[Contour annotation records]
## begin
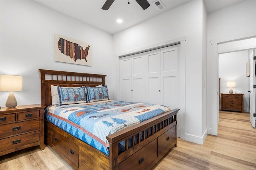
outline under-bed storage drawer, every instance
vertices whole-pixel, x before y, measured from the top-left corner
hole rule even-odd
[[[143,170],[157,157],[156,139],[118,164],[120,170]]]
[[[52,143],[63,156],[78,168],[79,148],[78,145],[54,130],[52,130]]]
[[[158,156],[161,153],[166,153],[173,146],[171,145],[176,140],[176,126],[162,134],[157,138]]]

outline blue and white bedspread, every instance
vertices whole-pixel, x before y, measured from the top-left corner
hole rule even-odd
[[[46,119],[109,155],[106,136],[171,110],[162,105],[114,100],[50,106]]]

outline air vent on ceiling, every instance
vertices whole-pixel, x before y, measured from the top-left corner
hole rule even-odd
[[[153,2],[159,9],[163,9],[164,6],[164,4],[160,0],[156,0]]]

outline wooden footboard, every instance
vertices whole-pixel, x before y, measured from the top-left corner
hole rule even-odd
[[[174,109],[108,136],[109,156],[47,121],[45,138],[75,169],[149,169],[174,146],[177,146],[179,110]],[[130,138],[132,146],[129,147]],[[123,141],[126,144],[125,150],[118,154],[118,144]]]
[[[150,169],[172,146],[177,146],[179,110],[174,109],[106,136],[110,144],[110,169]],[[129,147],[131,138],[132,146]],[[118,144],[123,141],[125,151],[118,154]]]

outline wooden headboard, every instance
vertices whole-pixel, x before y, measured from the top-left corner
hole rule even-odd
[[[105,85],[106,75],[39,69],[41,73],[41,103],[52,104],[51,85],[70,87]]]

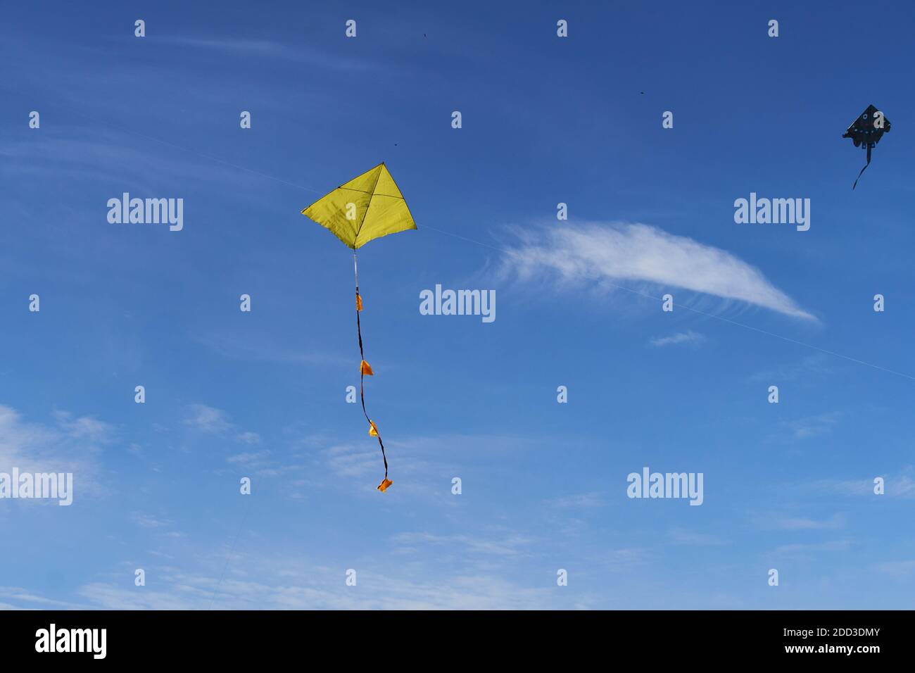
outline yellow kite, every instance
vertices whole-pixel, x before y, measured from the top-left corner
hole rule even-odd
[[[369,435],[377,437],[378,443],[382,447],[384,479],[378,484],[378,490],[383,493],[393,482],[388,479],[388,458],[384,454],[382,435],[378,431],[378,426],[369,418],[365,410],[364,380],[366,376],[373,375],[373,373],[371,367],[365,362],[365,353],[362,352],[362,326],[359,317],[360,311],[362,310],[362,298],[359,294],[356,249],[372,239],[415,229],[416,224],[413,221],[406,201],[404,201],[404,195],[397,189],[384,162],[322,196],[302,211],[302,214],[311,218],[322,227],[329,229],[337,238],[346,244],[347,247],[353,250],[352,266],[356,276],[356,331],[359,334],[359,355],[361,360],[359,365],[359,395],[362,401],[362,414],[369,421]]]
## end
(TASK DIRECTIONS): Retype every one of the records above word for word, omitting the pictures.

(SOLUTION TO THIS TASK):
outline under-bed storage drawer, every instance
vertices whole-pixel, x before y, measured from the top-left corner
hole rule even-odd
[[[143,170],[157,157],[156,139],[118,164],[120,170]]]
[[[52,143],[63,156],[78,168],[79,148],[78,145],[54,130],[52,130]]]
[[[158,156],[161,153],[166,153],[173,146],[171,145],[176,140],[176,126],[162,134],[157,138]]]

outline blue and white bedspread, every instance
vertices whole-pixel, x before y, measured from the top-left corner
hole rule even-odd
[[[46,119],[109,155],[106,136],[171,110],[162,105],[114,100],[50,106]]]

outline air vent on ceiling, every instance
vertices whole-pixel, x before y, measured from the top-left corner
hole rule even-odd
[[[153,2],[159,9],[163,9],[164,6],[164,4],[160,0],[156,0]]]

outline wooden footboard, every instance
vertices whole-pixel, x before y, measured from the top-left corner
hole rule even-odd
[[[174,109],[108,136],[109,156],[47,121],[45,138],[75,169],[149,169],[174,146],[177,146],[179,110]],[[130,138],[132,146],[129,147]],[[123,141],[126,144],[125,150],[118,154],[118,144]]]
[[[150,169],[172,146],[177,146],[179,110],[174,109],[106,136],[110,144],[110,169]],[[129,147],[131,138],[132,146]],[[118,144],[123,141],[125,151],[118,154]]]

outline wooden headboard, every instance
vertices whole-pixel, x before y, measured from the top-left corner
hole rule even-odd
[[[105,85],[106,75],[39,69],[41,73],[41,103],[52,104],[51,85],[70,87]]]

outline yellow kite, every instance
vertices whole-pixel, x before y, measured from the top-left corner
hole rule even-odd
[[[369,435],[377,437],[378,443],[382,447],[384,479],[378,484],[378,490],[383,493],[393,482],[388,479],[388,458],[384,454],[382,435],[378,431],[378,426],[369,418],[365,410],[364,380],[366,376],[373,375],[373,373],[371,367],[365,362],[365,353],[362,352],[362,326],[359,317],[360,311],[362,310],[362,298],[359,294],[356,249],[372,239],[415,229],[416,224],[413,221],[406,201],[404,201],[404,195],[397,189],[384,162],[322,196],[302,211],[302,214],[311,218],[322,227],[329,229],[337,238],[346,244],[347,247],[353,250],[352,266],[356,276],[356,331],[359,334],[359,355],[361,360],[359,365],[359,395],[362,401],[362,414],[369,421]]]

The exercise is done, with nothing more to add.